Start of DATA SHOWN

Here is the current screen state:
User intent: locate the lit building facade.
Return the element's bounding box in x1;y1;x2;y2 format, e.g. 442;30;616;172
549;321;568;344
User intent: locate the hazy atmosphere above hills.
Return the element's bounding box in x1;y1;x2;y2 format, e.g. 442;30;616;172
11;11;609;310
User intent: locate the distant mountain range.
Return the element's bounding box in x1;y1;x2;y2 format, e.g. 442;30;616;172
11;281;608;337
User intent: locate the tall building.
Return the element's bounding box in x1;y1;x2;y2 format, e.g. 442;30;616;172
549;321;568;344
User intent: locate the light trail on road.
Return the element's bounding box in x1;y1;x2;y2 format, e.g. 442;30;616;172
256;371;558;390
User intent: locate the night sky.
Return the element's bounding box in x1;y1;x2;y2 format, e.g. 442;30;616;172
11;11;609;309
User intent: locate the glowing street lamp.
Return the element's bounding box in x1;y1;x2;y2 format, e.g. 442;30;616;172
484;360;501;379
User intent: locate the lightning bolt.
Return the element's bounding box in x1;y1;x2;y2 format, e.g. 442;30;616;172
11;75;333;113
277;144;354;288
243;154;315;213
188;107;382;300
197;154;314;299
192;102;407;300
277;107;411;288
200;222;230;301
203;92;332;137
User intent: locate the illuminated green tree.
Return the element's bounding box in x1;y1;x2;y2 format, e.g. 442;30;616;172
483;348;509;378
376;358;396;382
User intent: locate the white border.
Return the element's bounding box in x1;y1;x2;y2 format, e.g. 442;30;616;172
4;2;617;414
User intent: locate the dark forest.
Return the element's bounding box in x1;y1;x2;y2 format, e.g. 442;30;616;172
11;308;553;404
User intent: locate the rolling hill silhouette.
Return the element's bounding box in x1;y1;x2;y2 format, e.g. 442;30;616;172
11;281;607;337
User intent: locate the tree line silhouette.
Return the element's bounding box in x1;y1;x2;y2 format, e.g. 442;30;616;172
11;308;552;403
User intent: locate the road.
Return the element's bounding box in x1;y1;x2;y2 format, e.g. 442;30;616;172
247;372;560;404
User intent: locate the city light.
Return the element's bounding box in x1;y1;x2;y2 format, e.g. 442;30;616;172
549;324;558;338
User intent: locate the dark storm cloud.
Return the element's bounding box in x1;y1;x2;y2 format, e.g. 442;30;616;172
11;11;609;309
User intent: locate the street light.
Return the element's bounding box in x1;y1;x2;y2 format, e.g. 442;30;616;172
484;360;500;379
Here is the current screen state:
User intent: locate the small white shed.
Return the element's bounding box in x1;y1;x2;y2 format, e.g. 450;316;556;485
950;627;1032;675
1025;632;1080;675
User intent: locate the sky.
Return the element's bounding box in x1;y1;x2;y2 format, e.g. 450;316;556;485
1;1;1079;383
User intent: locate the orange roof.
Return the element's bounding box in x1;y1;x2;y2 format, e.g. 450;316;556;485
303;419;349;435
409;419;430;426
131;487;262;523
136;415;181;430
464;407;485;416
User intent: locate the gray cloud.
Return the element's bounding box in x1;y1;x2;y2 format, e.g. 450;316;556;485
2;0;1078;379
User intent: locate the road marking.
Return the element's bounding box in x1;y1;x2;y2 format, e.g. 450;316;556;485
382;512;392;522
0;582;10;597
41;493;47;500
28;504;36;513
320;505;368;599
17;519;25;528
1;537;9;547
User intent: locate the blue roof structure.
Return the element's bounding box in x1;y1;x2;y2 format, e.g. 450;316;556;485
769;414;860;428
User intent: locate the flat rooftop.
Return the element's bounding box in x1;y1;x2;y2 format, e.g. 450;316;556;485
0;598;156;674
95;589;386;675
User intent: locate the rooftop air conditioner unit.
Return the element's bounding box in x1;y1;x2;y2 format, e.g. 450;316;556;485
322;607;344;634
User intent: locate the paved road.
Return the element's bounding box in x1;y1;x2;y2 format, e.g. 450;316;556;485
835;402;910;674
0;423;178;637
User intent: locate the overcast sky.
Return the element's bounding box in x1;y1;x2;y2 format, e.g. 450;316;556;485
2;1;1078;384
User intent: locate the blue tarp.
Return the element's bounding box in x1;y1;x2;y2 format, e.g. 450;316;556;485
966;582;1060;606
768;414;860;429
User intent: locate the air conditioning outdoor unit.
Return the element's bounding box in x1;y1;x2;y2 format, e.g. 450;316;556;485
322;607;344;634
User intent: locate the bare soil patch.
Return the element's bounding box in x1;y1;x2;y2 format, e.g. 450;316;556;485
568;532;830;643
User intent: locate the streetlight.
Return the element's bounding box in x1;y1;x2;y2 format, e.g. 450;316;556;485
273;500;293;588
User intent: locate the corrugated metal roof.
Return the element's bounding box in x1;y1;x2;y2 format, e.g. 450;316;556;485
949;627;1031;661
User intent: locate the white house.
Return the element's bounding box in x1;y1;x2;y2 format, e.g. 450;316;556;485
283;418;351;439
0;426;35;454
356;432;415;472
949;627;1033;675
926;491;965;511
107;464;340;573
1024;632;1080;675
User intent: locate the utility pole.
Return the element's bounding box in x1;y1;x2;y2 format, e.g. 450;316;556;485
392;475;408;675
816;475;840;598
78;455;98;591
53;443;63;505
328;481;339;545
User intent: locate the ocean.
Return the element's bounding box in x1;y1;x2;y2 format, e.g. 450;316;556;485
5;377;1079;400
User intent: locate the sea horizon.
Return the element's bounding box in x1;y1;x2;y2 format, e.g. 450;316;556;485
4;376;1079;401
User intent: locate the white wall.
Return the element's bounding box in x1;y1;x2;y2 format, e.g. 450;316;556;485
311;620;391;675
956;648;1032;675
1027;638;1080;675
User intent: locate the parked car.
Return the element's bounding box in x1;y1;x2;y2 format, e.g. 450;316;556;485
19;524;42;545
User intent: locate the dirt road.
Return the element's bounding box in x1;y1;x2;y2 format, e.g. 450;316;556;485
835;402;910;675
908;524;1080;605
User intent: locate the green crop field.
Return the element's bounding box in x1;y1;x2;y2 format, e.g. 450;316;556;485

End of DATA SHOWN

[TASK DIRECTIONS]
From the top of the material above, print every line exactly, ending with the line that holds "User intent: locate the dark forest.".

[WRITTEN ANSWER]
Here is the current screen state:
User intent: locate the lit building facade.
Return the element's bounding box in x1;y1;x2;y2 format, e.g. 442;30;616;172
549;321;568;344
User intent: locate the hazy atmosphere above hills.
Return the element's bounding box in x1;y1;x2;y2 format, e.g. 442;30;616;172
11;11;609;310
User intent: locate the distant mountain range.
Return the element's bounding box in x1;y1;x2;y2 format, e.g. 442;30;616;172
11;281;608;337
User intent: locate the tall building.
Return the element's bounding box in x1;y1;x2;y2 format, e.g. 442;30;616;172
549;321;568;344
User intent: locate the light trail on road.
Return the element's bounding box in x1;y1;x2;y2 format, e.g. 442;30;616;172
256;371;558;390
User intent: locate the night sky.
Return the element's bounding box in x1;y1;x2;y2 format, e.g. 442;30;616;172
11;11;609;309
User intent: locate the glowing street lamp.
Return the element's bounding box in x1;y1;x2;y2 format, e.g. 442;30;616;172
484;360;501;379
User intent: locate the lightning bolt.
Return the element's bounding box in x1;y1;x2;y2 format, e.g. 442;30;616;172
11;75;333;113
277;144;354;288
243;154;315;213
188;107;382;300
197;154;314;299
192;102;407;300
277;107;411;288
200;222;230;301
203;92;332;137
User intent: locate the illuminated green tree.
Return the element's bounding box in x1;y1;x2;y2 format, e.g. 442;30;616;172
483;348;509;378
376;358;396;382
User intent: locate the white border.
Return the element's bounding box in x1;y1;x2;y2 format, e.g. 442;30;616;172
4;2;617;414
User intent: locate the dark forest.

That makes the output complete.